Dataset items
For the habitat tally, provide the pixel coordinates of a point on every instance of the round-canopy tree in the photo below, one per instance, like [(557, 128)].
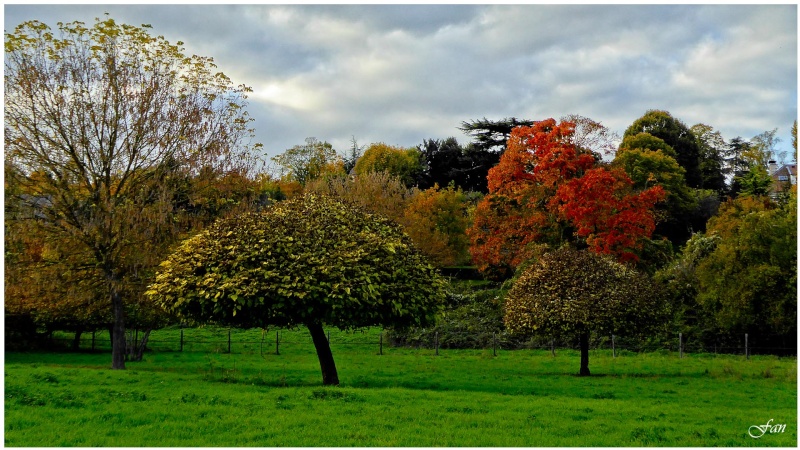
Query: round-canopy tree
[(569, 292), (310, 261), (98, 120)]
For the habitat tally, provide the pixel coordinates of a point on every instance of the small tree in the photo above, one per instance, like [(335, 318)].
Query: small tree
[(571, 292), (310, 261)]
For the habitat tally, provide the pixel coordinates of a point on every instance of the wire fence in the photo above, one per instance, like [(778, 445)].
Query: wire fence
[(374, 341)]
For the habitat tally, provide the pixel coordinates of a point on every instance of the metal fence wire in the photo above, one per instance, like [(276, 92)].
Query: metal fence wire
[(277, 341)]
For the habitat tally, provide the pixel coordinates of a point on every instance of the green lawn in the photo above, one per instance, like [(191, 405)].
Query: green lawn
[(404, 397)]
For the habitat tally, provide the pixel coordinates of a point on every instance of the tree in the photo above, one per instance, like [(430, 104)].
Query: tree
[(748, 283), (400, 162), (646, 141), (677, 135), (436, 220), (377, 192), (353, 153), (98, 112), (492, 135), (445, 162), (755, 182), (573, 293), (648, 168), (763, 149), (303, 163), (538, 195), (310, 261), (712, 148)]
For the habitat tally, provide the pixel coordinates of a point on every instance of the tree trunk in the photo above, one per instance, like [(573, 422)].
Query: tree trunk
[(584, 354), (326, 363), (118, 332), (76, 343)]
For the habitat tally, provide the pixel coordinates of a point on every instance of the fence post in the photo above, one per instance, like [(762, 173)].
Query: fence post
[(746, 347), (613, 347)]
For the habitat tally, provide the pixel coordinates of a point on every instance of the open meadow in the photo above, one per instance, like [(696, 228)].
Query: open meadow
[(405, 397)]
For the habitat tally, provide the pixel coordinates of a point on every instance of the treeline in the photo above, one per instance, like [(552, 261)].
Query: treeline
[(118, 147)]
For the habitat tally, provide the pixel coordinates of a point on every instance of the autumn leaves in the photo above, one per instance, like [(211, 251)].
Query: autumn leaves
[(548, 190)]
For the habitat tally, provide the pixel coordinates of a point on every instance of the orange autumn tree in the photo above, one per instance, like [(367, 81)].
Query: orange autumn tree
[(547, 190)]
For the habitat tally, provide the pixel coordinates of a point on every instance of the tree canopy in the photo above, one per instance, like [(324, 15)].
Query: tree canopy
[(546, 191), (97, 120), (662, 125), (572, 293), (310, 261)]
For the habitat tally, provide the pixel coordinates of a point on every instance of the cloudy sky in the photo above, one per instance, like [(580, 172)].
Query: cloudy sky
[(401, 74)]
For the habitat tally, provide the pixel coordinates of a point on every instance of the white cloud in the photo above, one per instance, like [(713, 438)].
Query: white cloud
[(401, 74)]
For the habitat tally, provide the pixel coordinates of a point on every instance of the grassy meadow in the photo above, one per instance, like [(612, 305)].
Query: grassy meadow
[(405, 397)]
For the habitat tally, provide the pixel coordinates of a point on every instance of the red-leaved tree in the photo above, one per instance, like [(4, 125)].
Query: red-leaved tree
[(547, 190)]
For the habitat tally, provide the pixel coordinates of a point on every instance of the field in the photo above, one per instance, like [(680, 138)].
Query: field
[(405, 397)]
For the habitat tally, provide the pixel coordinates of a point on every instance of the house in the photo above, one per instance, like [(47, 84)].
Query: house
[(783, 177)]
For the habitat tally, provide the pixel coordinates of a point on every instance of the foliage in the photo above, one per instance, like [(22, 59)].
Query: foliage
[(304, 163), (570, 292), (748, 283), (492, 135), (309, 261), (97, 121), (677, 135), (648, 168), (445, 162), (755, 182), (398, 162), (436, 220), (545, 191), (712, 149), (377, 192), (645, 141)]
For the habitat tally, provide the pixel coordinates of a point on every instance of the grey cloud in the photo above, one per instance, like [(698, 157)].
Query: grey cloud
[(401, 74)]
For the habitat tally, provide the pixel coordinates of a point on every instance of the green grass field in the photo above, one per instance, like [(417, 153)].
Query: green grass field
[(405, 397)]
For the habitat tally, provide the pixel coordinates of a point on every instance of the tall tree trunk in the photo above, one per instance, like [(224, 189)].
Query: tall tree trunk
[(326, 363), (118, 331), (584, 354)]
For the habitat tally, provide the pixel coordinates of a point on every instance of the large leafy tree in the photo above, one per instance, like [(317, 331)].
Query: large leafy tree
[(307, 162), (403, 163), (677, 135), (648, 168), (436, 220), (546, 190), (574, 293), (99, 113), (310, 261), (748, 283), (712, 148)]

| Exercise requirements |
Give the records again without a single change, and exclude the pictures.

| Response to this task |
For the habitat tally, provide the pixel coordinates of a point on every instance of the round-canopy tree in the photo below, one per instance, like [(557, 128)].
Query: round-canopy tree
[(569, 292), (310, 261), (98, 120)]
For the habitat tally, provide the pixel coordinates of a point on every instance of the small tree in the photo above, one per instance, like [(335, 318)].
Query: small tree
[(571, 292), (310, 261)]
For the habitat tally, provide the pixel coordinates of a point on every instance of the wire fence in the photo above, one per instance, like [(778, 445)].
Query: wire fence
[(374, 341)]
For the habitat tally, provide the pixel coordinates of a point on every instance of the metal fence wire in the photo above, one per instance, like [(276, 92)].
Query: metal fence wire
[(277, 341)]
For the habitat tally, provide the pixel coordinates of a point on every instance of the green lawn in the photo above, one per instance, like [(191, 405)].
Query: green lawn
[(404, 397)]
For the habitat tally, provide the pixel coordinates of a point on every instance of the tree in the photo above, one per instance, like [(430, 104)].
Query: tree
[(748, 283), (400, 162), (646, 141), (677, 135), (436, 220), (377, 192), (353, 153), (98, 112), (492, 135), (445, 162), (755, 182), (573, 293), (648, 168), (763, 149), (303, 163), (538, 195), (310, 261), (712, 148)]
For the habitat tally, provide the pixel coordinates of a point on every instance of the tree trunk in the photo above, one per instance, like [(573, 422)].
Query: tree trunk
[(584, 354), (326, 363), (118, 332), (76, 343)]
For the habitat tally, provide the pixel coordinates of a point on every instance of the fence post in the photo above, one per instance, like [(762, 173)].
Query: fence post
[(746, 347), (613, 347)]
For the habitat tally, provide the pixel coordinates of a point on every instance of the open meadow in the photo above, one per instance, like [(696, 228)].
Query: open meadow
[(405, 397)]
For the habitat tally, provide the pixel coordinates of a point on every instance of the treeline in the photo above, one per instance, like [(552, 261)].
Query: treeline
[(118, 147)]
For the habitat tally, provide the pixel coordinates of a point on every instance of the autumn leaves in the photo above, one per instance, like [(211, 251)].
Query: autumn leaves
[(548, 190)]
For the habitat tally, provide the pixel coordinates of a point on every instance of the orange autumn tree in the photo above, one per instance, like [(367, 81)].
Query: orange autumn tree
[(547, 190)]
For the habitat tally, provide the pixel coordinates of a point on every instance of the tree canopy in the photo above, one per instance, like [(324, 15)].
Query: tree canopy
[(546, 191), (97, 120), (662, 125), (572, 293), (310, 261)]
For the habitat tally, provide the pixel coordinates of a point on every instance of the cloudy sky in the photo above, one per instance, like [(580, 172)].
Query: cloudy sky
[(401, 74)]
For the habitat tally, provide the pixel coordinates of a point on every instance of the white cloud in the photo above, one per instance, like [(713, 438)].
Query: white cloud
[(401, 74)]
For the habitat tally, provide the pixel coordinates of a point on every instance of the grassy meadow in the photo above, one per instance, like [(612, 305)].
Query: grassy meadow
[(405, 397)]
For the habitat tally, provide the pixel coordinates of a point on every instance of the red-leaved tree in the photo above, one per instance, like [(4, 125)].
Query: red-leaved tree
[(547, 190)]
For the habitat tally, provide the pixel coordinates of a point on every instance of the field in the photo above, one per instance, like [(680, 138)].
Query: field
[(405, 397)]
For the habitat tally, provide the pixel coordinates of a point on every instance of the house in the photo above, one per instance, like [(47, 84)].
Query: house
[(783, 177)]
For the habitat tally, provide the pixel coordinates of a point on every instance of the foliage in the photo above, one per instance, like [(22, 59)].
Query: foliage
[(304, 163), (570, 292), (748, 283), (492, 135), (309, 261), (97, 121), (677, 135), (648, 168), (445, 162), (755, 182), (398, 162), (436, 220), (545, 191), (712, 149), (377, 192), (645, 141)]
For the habitat tally, provide the pixel coordinates of a point on every instance of the grey cloud in the photo above, one per instance, like [(698, 157)].
Query: grey cloud
[(401, 74)]
For the habitat tally, provide the pixel coordinates of a point on every instance of the green grass field in the photo above, one per instance, like [(417, 153)].
Query: green grass field
[(405, 397)]
For the habitat tally, provide the pixel coordinates of a point on every instance of the tall tree trunk in the photo above, one per instance, like [(224, 189)].
Query: tall tree trunk
[(326, 363), (118, 331), (584, 354)]
For the habitat tally, provide the pixel coordinates of a point on every instance of the large leafy tree in the photo above, one per instance, like [(317, 331)].
Query: large leafy tree
[(307, 162), (403, 163), (677, 135), (648, 168), (436, 220), (546, 190), (574, 293), (99, 113), (310, 261), (748, 283), (712, 148)]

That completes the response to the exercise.